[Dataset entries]
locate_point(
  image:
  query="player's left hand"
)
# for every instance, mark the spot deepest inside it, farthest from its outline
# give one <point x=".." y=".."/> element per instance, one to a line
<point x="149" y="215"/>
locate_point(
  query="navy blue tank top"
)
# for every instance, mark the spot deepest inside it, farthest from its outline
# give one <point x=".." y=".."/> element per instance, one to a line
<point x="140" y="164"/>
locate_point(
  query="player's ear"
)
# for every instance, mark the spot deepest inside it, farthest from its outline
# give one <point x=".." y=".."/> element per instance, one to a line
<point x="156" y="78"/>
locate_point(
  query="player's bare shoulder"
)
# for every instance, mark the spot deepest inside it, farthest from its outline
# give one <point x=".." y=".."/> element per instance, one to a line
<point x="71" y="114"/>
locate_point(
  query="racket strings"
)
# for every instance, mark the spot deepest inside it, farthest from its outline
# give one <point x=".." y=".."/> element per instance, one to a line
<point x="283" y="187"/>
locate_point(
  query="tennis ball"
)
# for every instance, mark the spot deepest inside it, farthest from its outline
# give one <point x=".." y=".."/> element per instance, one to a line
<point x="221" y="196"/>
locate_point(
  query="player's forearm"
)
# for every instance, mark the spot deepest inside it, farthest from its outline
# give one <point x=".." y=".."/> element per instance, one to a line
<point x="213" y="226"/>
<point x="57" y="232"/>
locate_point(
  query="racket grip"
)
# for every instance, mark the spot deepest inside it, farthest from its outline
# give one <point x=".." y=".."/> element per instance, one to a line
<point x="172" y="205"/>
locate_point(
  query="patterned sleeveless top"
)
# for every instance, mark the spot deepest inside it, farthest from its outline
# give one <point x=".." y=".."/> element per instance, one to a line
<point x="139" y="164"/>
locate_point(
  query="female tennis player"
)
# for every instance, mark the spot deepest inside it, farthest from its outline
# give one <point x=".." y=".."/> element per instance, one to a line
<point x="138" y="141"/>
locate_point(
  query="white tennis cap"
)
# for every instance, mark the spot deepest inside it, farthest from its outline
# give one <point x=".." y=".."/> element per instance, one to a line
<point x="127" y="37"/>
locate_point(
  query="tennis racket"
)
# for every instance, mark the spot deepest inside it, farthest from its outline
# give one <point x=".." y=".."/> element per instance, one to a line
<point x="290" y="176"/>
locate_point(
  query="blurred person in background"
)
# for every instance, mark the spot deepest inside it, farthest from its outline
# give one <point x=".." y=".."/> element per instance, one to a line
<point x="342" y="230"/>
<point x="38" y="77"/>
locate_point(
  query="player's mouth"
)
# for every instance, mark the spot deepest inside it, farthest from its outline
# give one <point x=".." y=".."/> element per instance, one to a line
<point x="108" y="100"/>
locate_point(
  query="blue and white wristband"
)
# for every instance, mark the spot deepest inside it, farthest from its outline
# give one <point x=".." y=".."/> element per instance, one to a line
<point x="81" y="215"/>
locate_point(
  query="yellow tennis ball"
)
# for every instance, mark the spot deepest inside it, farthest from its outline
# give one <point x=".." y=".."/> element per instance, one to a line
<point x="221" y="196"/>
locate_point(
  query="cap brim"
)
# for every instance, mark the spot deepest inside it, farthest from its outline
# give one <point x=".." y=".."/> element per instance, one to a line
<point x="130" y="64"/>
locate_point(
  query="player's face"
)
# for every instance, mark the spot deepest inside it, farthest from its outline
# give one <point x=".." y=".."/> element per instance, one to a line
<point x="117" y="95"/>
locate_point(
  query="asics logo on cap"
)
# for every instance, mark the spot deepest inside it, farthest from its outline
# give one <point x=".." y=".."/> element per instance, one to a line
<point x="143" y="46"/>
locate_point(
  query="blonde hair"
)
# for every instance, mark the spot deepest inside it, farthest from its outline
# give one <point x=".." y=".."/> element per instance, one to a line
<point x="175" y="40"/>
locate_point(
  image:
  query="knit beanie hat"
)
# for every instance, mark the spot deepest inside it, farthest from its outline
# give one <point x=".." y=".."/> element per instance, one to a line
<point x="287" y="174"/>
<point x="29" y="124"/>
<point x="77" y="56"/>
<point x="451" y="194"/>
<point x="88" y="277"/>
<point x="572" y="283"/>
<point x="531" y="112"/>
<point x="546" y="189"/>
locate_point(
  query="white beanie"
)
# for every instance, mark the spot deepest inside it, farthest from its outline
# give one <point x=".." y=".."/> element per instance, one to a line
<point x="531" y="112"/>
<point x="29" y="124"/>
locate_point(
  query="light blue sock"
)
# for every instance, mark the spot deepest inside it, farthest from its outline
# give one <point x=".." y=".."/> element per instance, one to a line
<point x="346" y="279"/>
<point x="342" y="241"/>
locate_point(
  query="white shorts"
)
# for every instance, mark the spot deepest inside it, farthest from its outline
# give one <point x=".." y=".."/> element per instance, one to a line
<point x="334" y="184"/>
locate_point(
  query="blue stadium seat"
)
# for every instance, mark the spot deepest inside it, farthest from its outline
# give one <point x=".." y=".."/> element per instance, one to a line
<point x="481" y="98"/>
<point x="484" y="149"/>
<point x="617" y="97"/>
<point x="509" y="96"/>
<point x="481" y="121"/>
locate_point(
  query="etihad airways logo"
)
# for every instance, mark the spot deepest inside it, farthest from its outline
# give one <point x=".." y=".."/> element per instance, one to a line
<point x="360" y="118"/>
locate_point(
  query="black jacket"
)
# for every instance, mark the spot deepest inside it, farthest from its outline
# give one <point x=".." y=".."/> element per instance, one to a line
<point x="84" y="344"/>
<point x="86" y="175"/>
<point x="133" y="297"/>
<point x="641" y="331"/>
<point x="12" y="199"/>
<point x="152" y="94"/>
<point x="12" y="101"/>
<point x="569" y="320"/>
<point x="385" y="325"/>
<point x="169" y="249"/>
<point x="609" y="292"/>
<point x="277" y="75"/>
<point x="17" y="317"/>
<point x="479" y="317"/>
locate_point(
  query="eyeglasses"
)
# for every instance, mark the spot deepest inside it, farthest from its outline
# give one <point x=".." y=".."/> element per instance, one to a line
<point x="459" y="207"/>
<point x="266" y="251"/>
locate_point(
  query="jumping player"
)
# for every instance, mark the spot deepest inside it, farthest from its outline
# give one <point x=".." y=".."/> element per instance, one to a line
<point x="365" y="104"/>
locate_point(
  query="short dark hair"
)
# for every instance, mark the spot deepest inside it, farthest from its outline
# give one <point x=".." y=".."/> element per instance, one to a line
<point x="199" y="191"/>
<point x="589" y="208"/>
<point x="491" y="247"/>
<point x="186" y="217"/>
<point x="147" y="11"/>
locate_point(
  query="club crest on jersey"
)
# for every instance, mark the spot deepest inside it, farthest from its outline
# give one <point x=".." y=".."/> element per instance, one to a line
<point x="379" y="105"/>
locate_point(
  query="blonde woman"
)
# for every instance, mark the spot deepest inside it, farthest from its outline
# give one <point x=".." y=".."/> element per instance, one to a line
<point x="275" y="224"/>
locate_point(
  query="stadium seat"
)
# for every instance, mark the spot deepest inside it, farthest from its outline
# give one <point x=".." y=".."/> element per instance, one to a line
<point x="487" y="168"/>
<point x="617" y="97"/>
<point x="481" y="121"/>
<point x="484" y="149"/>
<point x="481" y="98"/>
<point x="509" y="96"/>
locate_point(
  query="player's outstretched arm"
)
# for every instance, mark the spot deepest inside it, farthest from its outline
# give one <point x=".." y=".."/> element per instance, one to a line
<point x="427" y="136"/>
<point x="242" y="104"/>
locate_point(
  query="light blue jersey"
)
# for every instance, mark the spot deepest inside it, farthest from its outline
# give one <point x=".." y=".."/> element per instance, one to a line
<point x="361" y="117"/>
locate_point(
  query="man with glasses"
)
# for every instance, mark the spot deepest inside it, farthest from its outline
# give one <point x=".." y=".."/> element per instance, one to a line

● **TASK TO CARRY OUT**: Find every line in the data above that contains the string "logo" and copy each one out. Treat the match as case-sensitive.

● **RESPONSE**:
  query="asics logo on cap"
  query="etihad airways logo"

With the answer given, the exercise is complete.